- Problem description -
Set down, word for word, every line of the listing below, starting with the one that contains "For every instance of the short sleeve" and ending with the final line. Include nothing else.
------------------------------------------------------------------------
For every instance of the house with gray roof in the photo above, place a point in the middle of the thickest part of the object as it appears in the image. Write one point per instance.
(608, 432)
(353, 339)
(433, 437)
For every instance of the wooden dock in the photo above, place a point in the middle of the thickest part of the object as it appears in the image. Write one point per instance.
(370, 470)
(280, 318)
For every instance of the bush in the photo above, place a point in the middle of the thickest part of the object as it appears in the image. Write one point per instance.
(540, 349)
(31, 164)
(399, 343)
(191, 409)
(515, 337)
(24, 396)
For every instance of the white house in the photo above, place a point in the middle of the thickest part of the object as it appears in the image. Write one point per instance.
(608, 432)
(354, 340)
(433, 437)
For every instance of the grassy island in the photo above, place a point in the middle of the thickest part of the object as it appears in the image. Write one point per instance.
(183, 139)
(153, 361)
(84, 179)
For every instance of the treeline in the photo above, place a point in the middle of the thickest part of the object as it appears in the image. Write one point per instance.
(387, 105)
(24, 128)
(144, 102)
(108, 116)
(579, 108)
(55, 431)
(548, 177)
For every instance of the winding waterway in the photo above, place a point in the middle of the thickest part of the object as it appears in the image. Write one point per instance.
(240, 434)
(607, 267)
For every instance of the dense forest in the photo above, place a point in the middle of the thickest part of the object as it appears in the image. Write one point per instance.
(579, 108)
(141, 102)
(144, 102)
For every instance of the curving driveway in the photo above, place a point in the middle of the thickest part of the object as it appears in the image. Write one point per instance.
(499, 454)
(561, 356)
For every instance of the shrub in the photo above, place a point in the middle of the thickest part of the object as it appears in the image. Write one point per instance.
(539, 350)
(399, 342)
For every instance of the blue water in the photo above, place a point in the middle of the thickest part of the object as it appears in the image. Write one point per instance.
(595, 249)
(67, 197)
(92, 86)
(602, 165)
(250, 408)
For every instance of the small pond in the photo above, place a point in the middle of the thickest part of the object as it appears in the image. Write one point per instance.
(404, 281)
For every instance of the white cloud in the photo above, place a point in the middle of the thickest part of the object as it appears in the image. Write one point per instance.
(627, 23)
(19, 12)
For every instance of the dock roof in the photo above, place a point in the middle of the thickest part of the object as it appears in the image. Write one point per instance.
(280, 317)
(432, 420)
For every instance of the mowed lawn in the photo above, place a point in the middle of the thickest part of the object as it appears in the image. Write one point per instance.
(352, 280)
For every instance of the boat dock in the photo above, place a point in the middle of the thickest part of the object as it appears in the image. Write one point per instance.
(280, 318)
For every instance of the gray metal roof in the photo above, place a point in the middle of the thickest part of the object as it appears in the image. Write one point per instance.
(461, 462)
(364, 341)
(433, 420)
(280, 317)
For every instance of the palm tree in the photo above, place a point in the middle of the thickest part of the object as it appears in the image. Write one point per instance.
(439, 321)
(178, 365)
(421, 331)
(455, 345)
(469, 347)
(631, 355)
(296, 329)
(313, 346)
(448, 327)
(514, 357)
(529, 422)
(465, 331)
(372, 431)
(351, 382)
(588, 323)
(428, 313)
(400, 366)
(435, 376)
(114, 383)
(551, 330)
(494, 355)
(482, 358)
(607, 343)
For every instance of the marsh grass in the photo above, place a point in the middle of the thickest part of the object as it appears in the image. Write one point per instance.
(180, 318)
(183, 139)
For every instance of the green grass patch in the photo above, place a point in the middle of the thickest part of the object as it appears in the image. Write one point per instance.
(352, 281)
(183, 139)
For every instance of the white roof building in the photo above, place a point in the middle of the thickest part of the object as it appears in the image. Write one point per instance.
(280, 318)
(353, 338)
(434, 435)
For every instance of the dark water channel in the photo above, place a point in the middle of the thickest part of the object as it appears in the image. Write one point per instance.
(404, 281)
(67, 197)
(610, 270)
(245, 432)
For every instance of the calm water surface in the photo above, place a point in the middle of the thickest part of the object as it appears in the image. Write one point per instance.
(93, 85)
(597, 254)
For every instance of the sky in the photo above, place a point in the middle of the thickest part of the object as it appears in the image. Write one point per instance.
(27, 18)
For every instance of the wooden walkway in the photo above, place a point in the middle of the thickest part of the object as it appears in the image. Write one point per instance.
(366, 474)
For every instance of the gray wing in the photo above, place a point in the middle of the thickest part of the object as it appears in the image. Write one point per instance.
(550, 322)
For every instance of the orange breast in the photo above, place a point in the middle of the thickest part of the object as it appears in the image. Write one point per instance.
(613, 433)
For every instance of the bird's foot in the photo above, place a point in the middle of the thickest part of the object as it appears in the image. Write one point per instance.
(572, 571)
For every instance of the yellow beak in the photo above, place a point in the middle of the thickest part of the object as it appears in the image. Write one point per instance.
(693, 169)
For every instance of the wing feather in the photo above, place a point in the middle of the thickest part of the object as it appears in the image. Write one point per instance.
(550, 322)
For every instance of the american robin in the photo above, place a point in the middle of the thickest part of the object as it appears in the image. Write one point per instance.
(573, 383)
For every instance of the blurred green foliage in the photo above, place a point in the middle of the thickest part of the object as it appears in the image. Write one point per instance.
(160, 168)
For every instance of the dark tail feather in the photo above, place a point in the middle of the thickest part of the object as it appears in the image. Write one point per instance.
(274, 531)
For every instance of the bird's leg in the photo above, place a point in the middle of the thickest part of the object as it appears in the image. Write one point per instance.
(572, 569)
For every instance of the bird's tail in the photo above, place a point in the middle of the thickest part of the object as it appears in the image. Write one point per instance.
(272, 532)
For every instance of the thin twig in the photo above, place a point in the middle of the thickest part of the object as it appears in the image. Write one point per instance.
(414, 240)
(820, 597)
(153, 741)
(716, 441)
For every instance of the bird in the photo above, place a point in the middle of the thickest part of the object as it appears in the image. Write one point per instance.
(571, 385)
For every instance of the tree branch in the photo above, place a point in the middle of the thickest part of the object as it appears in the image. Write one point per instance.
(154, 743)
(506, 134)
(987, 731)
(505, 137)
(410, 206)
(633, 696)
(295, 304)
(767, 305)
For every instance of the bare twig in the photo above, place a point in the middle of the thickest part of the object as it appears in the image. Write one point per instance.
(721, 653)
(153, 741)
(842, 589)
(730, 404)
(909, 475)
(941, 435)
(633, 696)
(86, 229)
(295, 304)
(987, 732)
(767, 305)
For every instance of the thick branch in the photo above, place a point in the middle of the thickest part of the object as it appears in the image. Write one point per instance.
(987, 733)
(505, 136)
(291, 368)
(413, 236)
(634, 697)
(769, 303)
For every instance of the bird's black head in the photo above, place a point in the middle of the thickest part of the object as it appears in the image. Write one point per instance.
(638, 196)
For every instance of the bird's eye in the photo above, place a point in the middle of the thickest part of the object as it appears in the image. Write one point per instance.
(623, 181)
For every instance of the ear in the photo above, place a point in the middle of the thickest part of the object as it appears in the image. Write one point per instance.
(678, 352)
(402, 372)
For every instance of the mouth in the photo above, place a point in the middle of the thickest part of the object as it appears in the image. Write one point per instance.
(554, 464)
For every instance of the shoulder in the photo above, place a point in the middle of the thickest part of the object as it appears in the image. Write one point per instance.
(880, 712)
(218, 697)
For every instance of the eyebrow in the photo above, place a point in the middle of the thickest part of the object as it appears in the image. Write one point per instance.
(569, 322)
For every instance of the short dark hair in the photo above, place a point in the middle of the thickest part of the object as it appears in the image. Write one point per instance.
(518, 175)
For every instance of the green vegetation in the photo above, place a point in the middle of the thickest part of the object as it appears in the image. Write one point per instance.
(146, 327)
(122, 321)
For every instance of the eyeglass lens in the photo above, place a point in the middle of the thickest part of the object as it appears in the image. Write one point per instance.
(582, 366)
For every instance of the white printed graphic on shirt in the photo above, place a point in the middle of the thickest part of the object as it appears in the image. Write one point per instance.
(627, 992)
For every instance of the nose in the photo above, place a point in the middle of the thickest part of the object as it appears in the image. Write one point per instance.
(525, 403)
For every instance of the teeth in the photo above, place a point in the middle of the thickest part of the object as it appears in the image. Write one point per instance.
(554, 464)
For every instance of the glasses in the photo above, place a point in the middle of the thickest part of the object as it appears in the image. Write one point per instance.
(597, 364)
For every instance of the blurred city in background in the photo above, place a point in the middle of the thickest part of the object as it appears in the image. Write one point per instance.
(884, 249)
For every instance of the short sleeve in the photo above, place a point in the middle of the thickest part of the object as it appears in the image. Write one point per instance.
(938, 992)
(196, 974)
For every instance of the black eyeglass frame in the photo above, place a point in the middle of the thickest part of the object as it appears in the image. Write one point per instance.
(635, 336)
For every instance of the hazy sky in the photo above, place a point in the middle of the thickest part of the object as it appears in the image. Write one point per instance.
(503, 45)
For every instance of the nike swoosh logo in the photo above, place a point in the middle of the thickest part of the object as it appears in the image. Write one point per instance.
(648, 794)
------------------------------------------------------------------------
- Result of this task -
For every instance of the short sleeve in the photo above, place a point in the middle of the thickest part of the object as it appears in the image. Write one point per instance.
(938, 992)
(196, 974)
For every instance of the black eyeglass frame in the photo above, place a point in the middle of the thickest part of the object as it appears in the image. Write one point per instance.
(635, 336)
For every instance of the hazy sky in the photo above, place a point in the middle of the thickest part of the object as it appears in the image. Write one point per instance.
(503, 45)
For every instance of the nike swoosh logo in the photo above, place a point in the middle of the thickest part of the object as it appears in the image. Write one point per instance.
(648, 794)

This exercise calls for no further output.